(Passage given):
Begin
The following sections will show how to:

  • parse a Excel formulas;

  • load, compile, and execute a Excel workbook;

  • extract a sub-model from a Excel workbook;

  • add a custom function.

Parsing formula

An example how to parse and execute an Excel formula is the following:

>>> import formulas
>>> func = formulas.Parser().ast('=(1 + 1) + B3 / A2')[1].compile()

To visualize formula model and get the input order you can do the following:

>>> list(func.inputs)
['A2', 'B3']
>>> func.plot(view=False)  # Set view=True to plot in the default browser.
SiteMap({=((1 + 1) + (B3 / A2)): SiteMap({})})

[graph]

Finally to execute the formula and plot the workflow:

>>> func(1, 5)
Array(7.0, dtype=object)
>>> func.plot(workflow=True, view=False)  # Set view=True to plot in the default browser.
SiteMap({=((1 + 1) + (B3 / A2)): SiteMap({})})
End
(Extracted material):
Begin
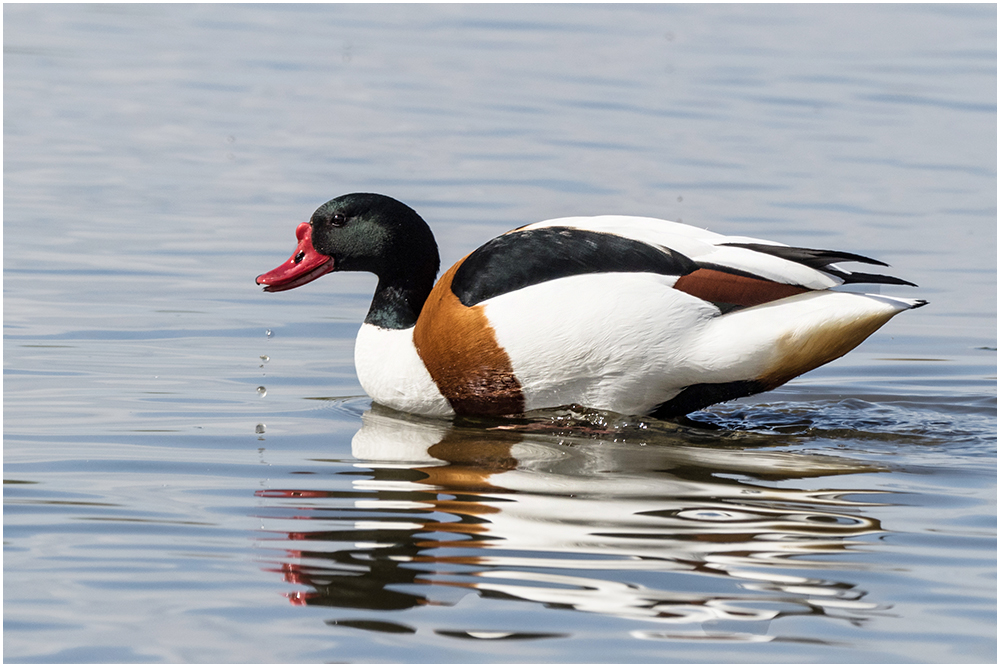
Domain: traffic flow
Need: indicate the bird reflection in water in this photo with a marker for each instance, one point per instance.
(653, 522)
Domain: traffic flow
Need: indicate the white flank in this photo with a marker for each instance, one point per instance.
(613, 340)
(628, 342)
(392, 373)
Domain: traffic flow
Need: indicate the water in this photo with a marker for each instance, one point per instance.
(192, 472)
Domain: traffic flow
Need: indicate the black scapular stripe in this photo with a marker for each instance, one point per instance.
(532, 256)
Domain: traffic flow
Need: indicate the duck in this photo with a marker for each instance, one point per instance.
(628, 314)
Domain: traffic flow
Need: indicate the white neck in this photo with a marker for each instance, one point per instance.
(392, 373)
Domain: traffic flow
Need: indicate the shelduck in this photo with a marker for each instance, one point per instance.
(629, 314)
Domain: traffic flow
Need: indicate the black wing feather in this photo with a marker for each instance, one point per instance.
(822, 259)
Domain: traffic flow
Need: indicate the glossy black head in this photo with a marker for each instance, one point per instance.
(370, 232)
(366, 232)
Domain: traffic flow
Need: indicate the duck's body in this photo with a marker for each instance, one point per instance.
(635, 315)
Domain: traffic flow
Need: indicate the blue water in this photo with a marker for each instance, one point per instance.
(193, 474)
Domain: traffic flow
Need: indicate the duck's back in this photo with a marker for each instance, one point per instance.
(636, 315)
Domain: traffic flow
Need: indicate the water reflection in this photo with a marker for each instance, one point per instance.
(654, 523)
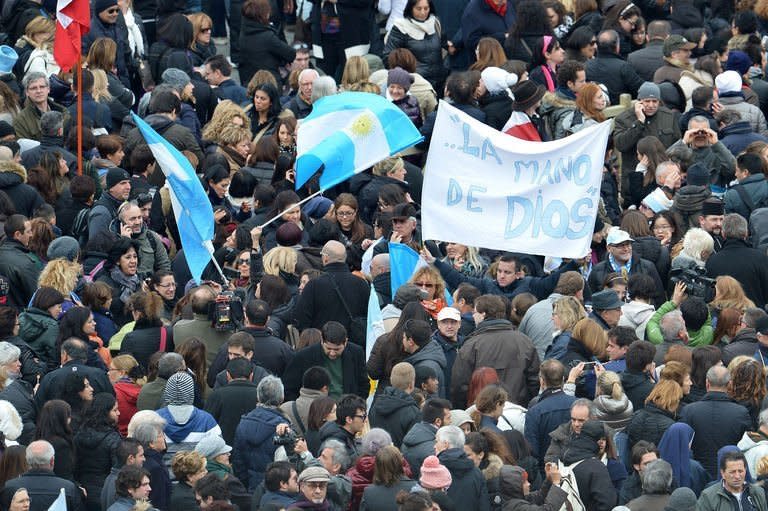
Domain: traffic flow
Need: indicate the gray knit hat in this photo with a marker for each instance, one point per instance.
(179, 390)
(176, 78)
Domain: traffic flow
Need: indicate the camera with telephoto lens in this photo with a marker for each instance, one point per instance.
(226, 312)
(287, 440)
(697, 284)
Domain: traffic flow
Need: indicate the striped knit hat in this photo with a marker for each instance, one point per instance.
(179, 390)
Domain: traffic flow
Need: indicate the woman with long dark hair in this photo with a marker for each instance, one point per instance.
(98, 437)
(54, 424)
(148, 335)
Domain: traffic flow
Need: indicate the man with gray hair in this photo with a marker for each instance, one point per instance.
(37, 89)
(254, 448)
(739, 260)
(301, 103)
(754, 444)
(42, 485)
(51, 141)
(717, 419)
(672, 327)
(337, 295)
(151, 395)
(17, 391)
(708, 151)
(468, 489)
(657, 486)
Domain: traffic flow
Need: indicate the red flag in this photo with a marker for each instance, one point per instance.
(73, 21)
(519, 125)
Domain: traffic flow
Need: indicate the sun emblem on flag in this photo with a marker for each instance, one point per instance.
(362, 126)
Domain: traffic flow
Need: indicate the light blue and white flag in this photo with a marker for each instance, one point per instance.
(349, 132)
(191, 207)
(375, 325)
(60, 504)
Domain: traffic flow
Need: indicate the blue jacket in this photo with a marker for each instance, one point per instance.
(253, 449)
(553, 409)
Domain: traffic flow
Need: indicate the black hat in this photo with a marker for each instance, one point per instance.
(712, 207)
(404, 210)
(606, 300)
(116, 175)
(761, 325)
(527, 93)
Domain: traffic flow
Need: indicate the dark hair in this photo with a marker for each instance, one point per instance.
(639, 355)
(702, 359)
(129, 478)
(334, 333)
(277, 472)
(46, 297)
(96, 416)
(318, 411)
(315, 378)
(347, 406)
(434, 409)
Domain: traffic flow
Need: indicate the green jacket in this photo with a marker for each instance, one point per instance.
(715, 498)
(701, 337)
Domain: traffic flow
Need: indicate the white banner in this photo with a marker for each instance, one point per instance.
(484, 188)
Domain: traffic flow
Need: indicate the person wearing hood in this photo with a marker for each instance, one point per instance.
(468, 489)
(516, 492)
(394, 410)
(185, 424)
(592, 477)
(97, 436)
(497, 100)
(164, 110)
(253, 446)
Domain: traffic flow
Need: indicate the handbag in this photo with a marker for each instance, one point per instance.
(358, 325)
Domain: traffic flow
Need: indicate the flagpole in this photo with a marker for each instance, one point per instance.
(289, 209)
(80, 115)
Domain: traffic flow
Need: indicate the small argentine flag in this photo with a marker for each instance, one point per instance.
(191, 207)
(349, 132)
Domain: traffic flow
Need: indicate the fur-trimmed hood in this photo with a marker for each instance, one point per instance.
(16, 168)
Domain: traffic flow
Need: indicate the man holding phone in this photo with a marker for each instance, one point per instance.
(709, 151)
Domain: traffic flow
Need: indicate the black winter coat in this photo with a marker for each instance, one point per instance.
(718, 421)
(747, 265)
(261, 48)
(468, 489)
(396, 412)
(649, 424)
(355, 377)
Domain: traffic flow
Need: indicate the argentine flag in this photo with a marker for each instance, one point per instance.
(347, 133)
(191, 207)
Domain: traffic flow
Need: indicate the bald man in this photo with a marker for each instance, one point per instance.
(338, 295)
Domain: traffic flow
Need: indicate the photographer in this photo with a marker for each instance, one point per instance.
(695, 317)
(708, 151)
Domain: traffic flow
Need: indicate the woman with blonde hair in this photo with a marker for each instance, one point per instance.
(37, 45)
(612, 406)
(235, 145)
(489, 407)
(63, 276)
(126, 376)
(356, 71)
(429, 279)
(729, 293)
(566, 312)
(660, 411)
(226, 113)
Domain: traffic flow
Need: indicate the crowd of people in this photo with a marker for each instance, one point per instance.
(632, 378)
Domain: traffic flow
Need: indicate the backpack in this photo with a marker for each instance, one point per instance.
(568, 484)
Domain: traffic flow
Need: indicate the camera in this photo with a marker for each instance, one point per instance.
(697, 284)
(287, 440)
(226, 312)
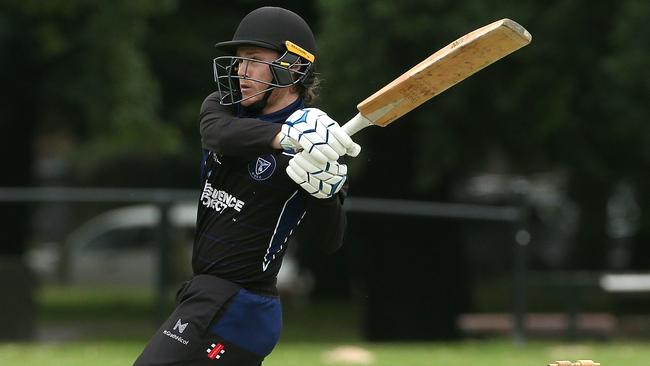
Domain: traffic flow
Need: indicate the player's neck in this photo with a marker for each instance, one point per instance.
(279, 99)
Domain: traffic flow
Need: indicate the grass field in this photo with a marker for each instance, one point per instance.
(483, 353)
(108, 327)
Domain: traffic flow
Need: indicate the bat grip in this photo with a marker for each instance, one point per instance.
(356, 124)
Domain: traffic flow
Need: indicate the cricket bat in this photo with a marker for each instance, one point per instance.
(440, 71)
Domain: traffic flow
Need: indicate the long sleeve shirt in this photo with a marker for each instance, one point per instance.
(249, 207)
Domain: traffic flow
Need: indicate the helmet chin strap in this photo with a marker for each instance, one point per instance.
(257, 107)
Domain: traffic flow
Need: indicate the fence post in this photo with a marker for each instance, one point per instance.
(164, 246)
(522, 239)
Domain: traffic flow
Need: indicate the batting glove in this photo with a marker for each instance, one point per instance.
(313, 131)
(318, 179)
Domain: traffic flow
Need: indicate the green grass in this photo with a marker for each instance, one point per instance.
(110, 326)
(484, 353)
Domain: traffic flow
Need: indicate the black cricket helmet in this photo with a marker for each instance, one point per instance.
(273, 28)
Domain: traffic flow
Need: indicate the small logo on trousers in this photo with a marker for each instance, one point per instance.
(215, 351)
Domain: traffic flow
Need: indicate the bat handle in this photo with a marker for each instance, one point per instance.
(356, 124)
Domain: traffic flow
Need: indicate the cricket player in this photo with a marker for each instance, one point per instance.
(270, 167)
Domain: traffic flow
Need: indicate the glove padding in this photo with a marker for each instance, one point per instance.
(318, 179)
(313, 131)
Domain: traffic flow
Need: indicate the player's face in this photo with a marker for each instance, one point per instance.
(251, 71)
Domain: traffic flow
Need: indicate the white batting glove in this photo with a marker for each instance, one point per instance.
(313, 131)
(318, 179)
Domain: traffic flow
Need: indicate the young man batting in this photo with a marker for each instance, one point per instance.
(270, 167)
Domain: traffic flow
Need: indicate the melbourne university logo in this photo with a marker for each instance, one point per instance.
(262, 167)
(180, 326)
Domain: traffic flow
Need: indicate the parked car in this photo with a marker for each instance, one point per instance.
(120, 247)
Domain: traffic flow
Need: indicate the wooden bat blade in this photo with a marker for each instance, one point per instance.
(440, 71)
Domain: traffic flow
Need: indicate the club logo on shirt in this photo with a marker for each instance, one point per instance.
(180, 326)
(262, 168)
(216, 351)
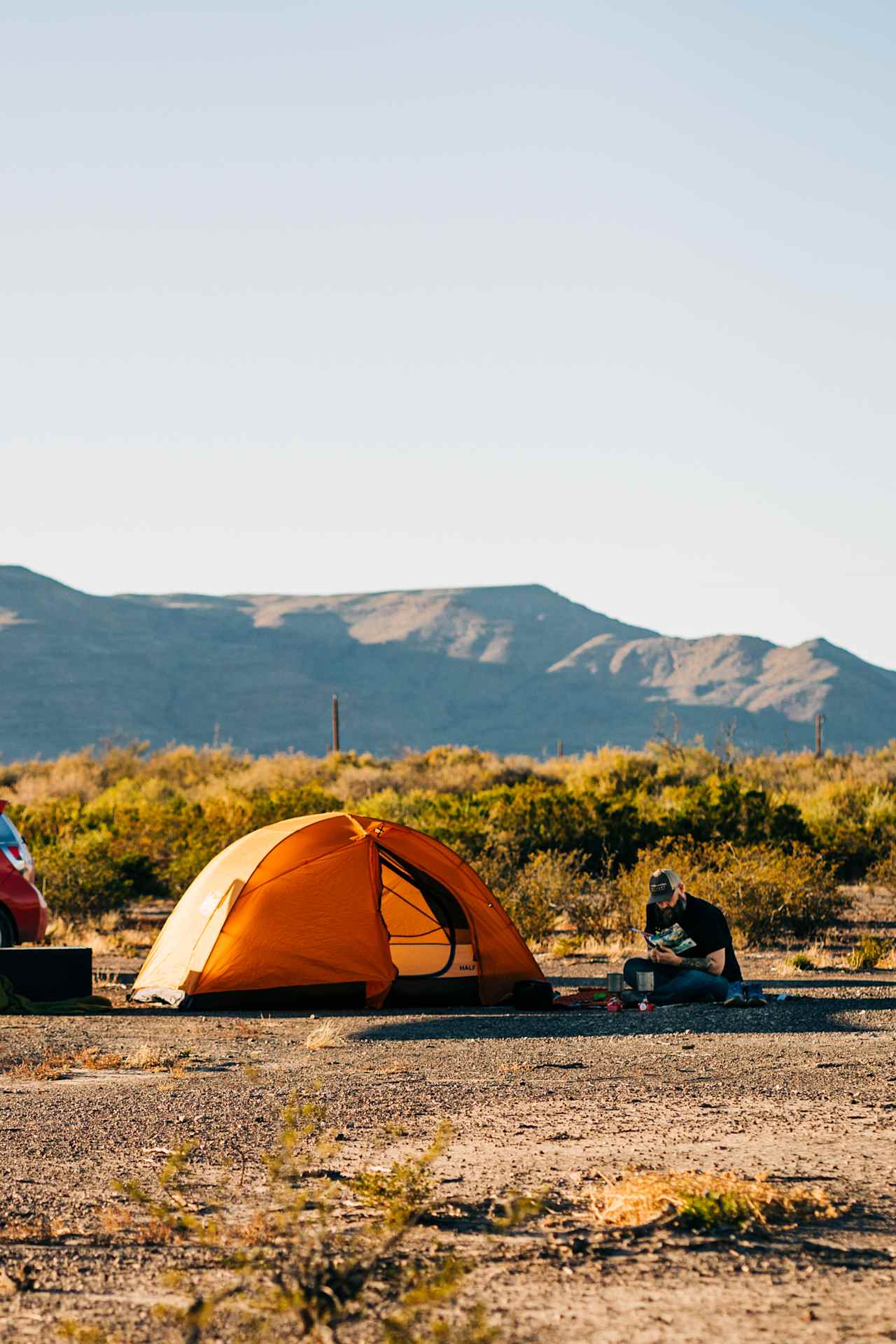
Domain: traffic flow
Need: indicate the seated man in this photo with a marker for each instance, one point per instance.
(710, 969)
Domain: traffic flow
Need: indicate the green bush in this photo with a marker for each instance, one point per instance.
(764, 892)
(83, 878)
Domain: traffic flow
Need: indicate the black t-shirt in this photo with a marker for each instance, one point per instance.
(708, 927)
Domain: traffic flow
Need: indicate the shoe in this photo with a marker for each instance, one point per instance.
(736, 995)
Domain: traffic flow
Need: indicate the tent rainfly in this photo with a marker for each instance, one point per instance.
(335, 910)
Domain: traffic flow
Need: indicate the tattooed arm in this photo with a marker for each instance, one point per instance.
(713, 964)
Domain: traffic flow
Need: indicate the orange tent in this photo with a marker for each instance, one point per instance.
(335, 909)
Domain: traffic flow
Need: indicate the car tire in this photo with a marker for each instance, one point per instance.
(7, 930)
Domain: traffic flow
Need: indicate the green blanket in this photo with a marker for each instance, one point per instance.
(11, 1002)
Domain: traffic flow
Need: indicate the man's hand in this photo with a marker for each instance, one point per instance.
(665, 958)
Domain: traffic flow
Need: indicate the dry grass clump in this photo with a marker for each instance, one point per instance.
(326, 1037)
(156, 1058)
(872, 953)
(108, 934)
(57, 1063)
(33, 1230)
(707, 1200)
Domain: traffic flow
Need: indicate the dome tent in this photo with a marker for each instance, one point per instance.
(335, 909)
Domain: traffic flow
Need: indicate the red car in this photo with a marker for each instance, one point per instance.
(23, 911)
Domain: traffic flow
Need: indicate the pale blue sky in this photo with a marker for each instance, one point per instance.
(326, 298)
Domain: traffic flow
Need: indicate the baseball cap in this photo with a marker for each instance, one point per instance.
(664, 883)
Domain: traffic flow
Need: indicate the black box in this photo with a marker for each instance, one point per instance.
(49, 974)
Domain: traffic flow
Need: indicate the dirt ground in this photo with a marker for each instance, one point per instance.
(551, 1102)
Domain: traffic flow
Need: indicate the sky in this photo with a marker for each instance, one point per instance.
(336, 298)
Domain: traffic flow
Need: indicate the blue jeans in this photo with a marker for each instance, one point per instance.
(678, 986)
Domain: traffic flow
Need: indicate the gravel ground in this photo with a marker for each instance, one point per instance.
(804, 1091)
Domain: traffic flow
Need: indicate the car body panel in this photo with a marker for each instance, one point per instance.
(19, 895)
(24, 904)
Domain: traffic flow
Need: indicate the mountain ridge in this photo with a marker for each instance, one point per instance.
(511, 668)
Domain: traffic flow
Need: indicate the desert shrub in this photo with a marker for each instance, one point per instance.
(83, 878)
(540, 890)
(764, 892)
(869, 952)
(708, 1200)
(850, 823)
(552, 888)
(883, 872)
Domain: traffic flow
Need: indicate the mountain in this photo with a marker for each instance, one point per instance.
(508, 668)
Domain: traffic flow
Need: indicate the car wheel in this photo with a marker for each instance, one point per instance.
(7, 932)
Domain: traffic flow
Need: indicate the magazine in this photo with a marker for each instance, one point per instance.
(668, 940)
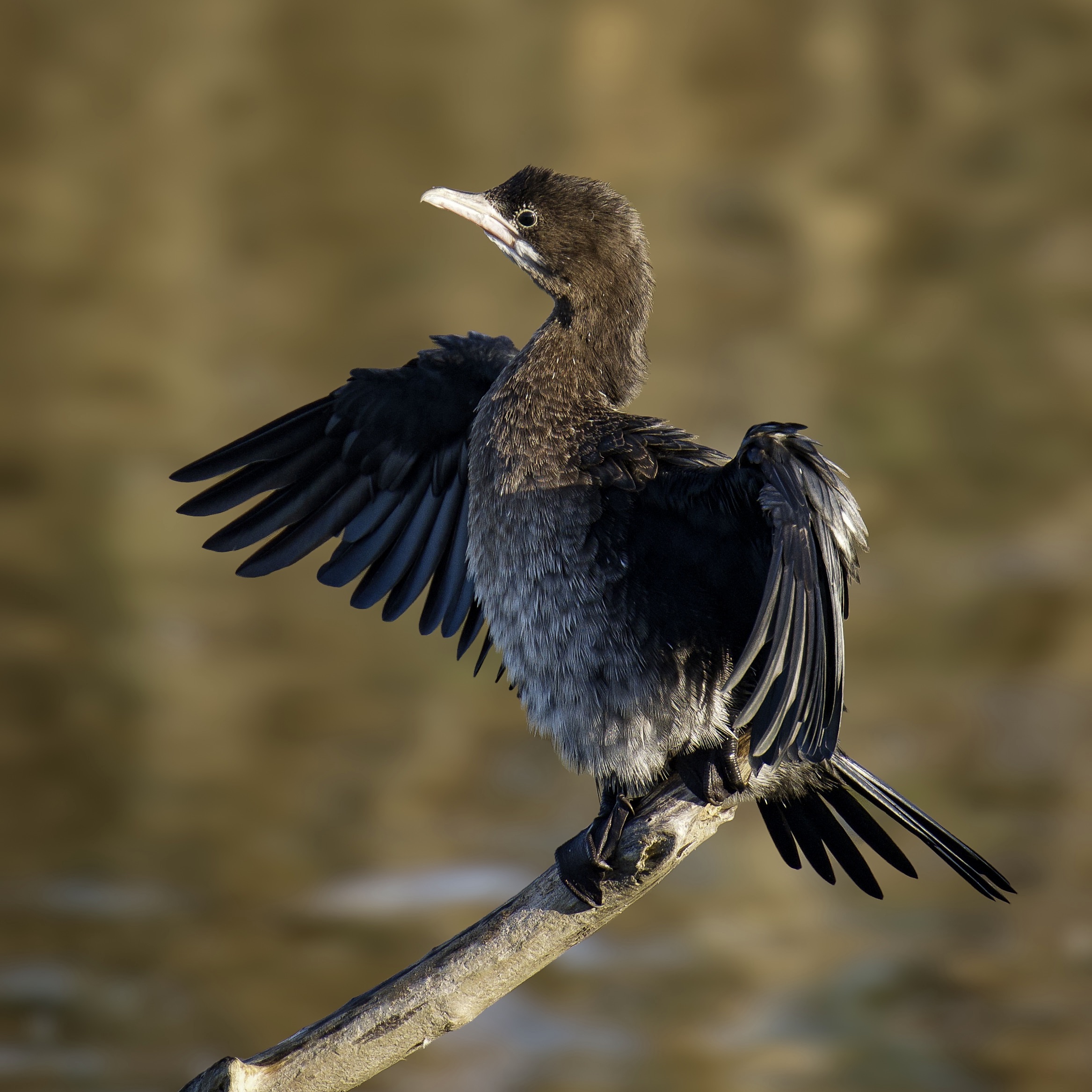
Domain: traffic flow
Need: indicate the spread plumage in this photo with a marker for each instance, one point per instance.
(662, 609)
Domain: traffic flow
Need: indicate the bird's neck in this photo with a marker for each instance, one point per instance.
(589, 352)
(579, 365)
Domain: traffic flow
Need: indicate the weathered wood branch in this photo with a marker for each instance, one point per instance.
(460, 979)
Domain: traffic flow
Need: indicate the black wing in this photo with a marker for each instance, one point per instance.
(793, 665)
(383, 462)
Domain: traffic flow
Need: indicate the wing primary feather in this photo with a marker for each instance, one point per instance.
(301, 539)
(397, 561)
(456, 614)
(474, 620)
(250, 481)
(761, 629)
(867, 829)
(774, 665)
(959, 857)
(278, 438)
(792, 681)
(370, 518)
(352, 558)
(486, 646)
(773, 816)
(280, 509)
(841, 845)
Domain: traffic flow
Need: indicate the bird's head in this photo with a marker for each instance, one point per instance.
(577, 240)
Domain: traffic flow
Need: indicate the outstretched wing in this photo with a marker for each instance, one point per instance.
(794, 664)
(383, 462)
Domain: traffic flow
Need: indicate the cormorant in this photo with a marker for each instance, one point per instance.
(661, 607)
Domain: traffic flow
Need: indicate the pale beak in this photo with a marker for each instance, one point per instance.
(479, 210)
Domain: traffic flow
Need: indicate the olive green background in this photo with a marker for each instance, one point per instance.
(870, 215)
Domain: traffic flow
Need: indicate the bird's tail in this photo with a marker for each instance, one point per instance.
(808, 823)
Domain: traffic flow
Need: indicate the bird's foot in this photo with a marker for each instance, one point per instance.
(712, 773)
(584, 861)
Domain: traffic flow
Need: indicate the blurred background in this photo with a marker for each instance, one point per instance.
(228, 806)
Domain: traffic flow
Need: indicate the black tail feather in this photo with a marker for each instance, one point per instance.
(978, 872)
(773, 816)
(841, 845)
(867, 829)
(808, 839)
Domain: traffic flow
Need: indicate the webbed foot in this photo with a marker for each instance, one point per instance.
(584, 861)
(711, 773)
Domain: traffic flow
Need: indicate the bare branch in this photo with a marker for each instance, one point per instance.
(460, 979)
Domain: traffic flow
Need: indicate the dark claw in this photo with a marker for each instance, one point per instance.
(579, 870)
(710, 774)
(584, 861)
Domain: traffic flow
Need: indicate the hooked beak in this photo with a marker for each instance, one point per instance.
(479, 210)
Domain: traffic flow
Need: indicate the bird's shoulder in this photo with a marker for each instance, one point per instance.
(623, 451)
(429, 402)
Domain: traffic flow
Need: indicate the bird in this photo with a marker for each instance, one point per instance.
End
From the passage on parsing Excel formulas, copy out word for word the span between "To visualize formula" and "Array(7.0, dtype=object)", inclusive.

To visualize formula model and get the input order you can do the following:

>>> list(func.inputs)
['A2', 'B3']
>>> func.plot(view=False)  # Set view=True to plot in the default browser.
SiteMap({=((1 + 1) + (B3 / A2)): SiteMap({})})

[graph]

Finally to execute the formula and plot the workflow:

>>> func(1, 5)
Array(7.0, dtype=object)